From the records below, extract every line that contains the word "stone".

[Excerpts of bounding box records]
--

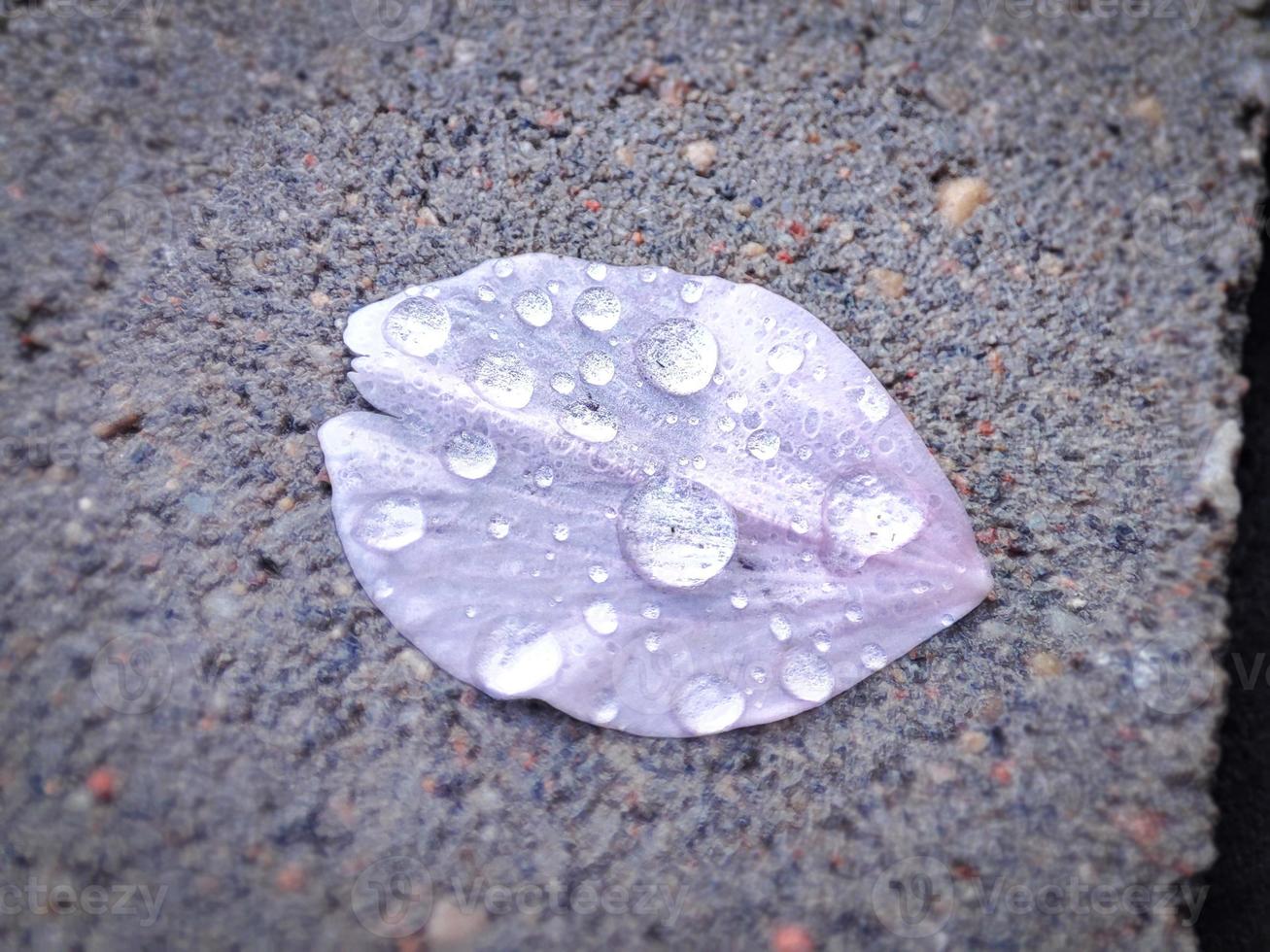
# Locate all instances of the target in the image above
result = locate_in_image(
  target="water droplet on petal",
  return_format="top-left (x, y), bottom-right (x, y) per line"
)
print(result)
top-left (745, 430), bottom-right (781, 459)
top-left (444, 430), bottom-right (498, 480)
top-left (781, 651), bottom-right (833, 704)
top-left (384, 297), bottom-right (450, 357)
top-left (674, 674), bottom-right (745, 733)
top-left (572, 289), bottom-right (622, 332)
top-left (767, 344), bottom-right (806, 373)
top-left (578, 352), bottom-right (616, 388)
top-left (617, 476), bottom-right (737, 588)
top-left (860, 643), bottom-right (888, 671)
top-left (822, 472), bottom-right (926, 571)
top-left (767, 614), bottom-right (794, 641)
top-left (583, 601), bottom-right (617, 634)
top-left (356, 496), bottom-right (423, 552)
top-left (472, 617), bottom-right (564, 697)
top-left (635, 318), bottom-right (719, 396)
top-left (559, 402), bottom-right (617, 443)
top-left (512, 289), bottom-right (553, 327)
top-left (472, 355), bottom-right (533, 410)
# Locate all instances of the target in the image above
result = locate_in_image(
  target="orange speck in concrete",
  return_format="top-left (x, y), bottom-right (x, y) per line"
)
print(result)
top-left (86, 766), bottom-right (120, 803)
top-left (273, 864), bottom-right (305, 893)
top-left (772, 924), bottom-right (815, 952)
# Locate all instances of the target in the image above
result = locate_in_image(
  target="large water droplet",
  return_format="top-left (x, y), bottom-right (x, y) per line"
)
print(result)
top-left (617, 476), bottom-right (737, 588)
top-left (559, 401), bottom-right (617, 443)
top-left (781, 651), bottom-right (833, 704)
top-left (822, 472), bottom-right (926, 571)
top-left (572, 289), bottom-right (622, 332)
top-left (578, 352), bottom-right (617, 388)
top-left (446, 430), bottom-right (498, 480)
top-left (635, 318), bottom-right (719, 396)
top-left (355, 496), bottom-right (423, 552)
top-left (472, 617), bottom-right (564, 697)
top-left (512, 289), bottom-right (553, 327)
top-left (745, 430), bottom-right (781, 459)
top-left (767, 344), bottom-right (806, 373)
top-left (674, 674), bottom-right (745, 733)
top-left (472, 355), bottom-right (533, 410)
top-left (384, 297), bottom-right (450, 357)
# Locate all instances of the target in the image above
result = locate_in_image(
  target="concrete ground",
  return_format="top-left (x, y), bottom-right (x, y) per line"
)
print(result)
top-left (0, 0), bottom-right (1270, 951)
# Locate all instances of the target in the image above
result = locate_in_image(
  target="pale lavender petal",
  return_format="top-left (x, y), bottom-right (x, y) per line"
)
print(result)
top-left (320, 254), bottom-right (990, 736)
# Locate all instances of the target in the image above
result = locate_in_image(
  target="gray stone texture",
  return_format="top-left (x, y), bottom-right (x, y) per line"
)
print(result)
top-left (0, 0), bottom-right (1266, 949)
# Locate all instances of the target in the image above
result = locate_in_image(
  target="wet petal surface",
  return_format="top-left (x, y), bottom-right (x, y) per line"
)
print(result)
top-left (319, 254), bottom-right (990, 736)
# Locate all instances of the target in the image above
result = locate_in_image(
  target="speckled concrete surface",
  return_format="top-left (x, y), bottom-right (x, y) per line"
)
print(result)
top-left (0, 0), bottom-right (1266, 949)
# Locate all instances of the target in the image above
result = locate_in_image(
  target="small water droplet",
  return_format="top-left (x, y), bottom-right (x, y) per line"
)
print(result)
top-left (583, 601), bottom-right (617, 634)
top-left (767, 343), bottom-right (806, 374)
top-left (356, 496), bottom-right (425, 552)
top-left (745, 430), bottom-right (781, 459)
top-left (674, 674), bottom-right (745, 733)
top-left (472, 355), bottom-right (533, 410)
top-left (619, 476), bottom-right (737, 588)
top-left (444, 430), bottom-right (498, 480)
top-left (572, 289), bottom-right (622, 332)
top-left (578, 351), bottom-right (617, 388)
top-left (767, 614), bottom-right (794, 641)
top-left (860, 643), bottom-right (886, 671)
top-left (512, 289), bottom-right (554, 327)
top-left (781, 651), bottom-right (833, 704)
top-left (558, 402), bottom-right (617, 443)
top-left (635, 318), bottom-right (719, 396)
top-left (384, 297), bottom-right (450, 357)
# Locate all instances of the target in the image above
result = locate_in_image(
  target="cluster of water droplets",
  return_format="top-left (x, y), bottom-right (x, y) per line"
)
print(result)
top-left (322, 259), bottom-right (975, 733)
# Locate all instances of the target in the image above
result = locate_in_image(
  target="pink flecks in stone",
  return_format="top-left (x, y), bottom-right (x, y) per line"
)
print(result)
top-left (320, 254), bottom-right (990, 736)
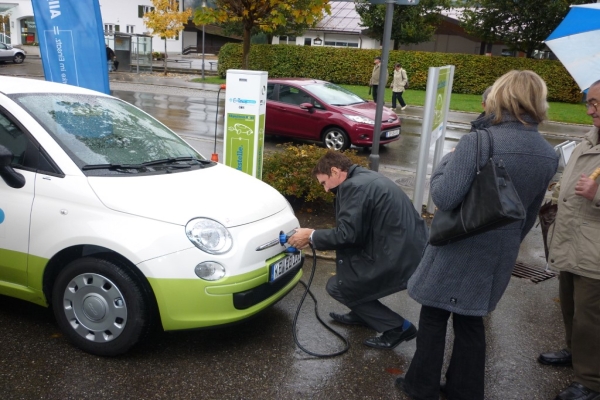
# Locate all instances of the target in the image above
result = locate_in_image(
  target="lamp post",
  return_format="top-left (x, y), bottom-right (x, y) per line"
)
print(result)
top-left (202, 0), bottom-right (206, 80)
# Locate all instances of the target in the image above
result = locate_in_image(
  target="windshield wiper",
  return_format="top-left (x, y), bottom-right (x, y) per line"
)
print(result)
top-left (142, 157), bottom-right (212, 167)
top-left (81, 164), bottom-right (146, 171)
top-left (81, 157), bottom-right (212, 171)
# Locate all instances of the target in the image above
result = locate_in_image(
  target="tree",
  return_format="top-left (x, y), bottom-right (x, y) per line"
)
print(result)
top-left (144, 0), bottom-right (192, 75)
top-left (460, 0), bottom-right (589, 58)
top-left (194, 0), bottom-right (330, 69)
top-left (356, 0), bottom-right (451, 50)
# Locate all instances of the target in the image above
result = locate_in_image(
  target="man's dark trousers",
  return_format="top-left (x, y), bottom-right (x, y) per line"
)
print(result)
top-left (558, 271), bottom-right (600, 392)
top-left (326, 275), bottom-right (404, 332)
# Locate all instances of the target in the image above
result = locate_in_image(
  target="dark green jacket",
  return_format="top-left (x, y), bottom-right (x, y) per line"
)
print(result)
top-left (313, 165), bottom-right (428, 307)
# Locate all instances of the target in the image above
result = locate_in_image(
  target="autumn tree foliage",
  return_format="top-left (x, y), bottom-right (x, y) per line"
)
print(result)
top-left (194, 0), bottom-right (330, 69)
top-left (144, 0), bottom-right (192, 75)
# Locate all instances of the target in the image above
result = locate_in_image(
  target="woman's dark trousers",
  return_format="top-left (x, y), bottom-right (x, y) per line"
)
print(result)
top-left (392, 92), bottom-right (406, 108)
top-left (405, 306), bottom-right (485, 400)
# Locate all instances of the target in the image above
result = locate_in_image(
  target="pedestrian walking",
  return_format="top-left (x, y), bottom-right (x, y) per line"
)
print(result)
top-left (106, 44), bottom-right (115, 72)
top-left (369, 57), bottom-right (388, 102)
top-left (390, 63), bottom-right (408, 111)
top-left (396, 71), bottom-right (558, 400)
top-left (538, 80), bottom-right (600, 400)
top-left (289, 151), bottom-right (428, 349)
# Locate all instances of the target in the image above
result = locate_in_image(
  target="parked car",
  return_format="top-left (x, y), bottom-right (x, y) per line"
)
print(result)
top-left (265, 78), bottom-right (401, 150)
top-left (0, 43), bottom-right (27, 64)
top-left (0, 76), bottom-right (303, 356)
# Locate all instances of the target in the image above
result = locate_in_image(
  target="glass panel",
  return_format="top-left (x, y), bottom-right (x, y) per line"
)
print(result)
top-left (12, 93), bottom-right (203, 167)
top-left (303, 83), bottom-right (365, 106)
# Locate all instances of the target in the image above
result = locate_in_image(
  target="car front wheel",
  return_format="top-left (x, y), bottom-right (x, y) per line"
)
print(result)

--

◆ Written response
  target="gray stone texture",
  target="pink flecks in stone",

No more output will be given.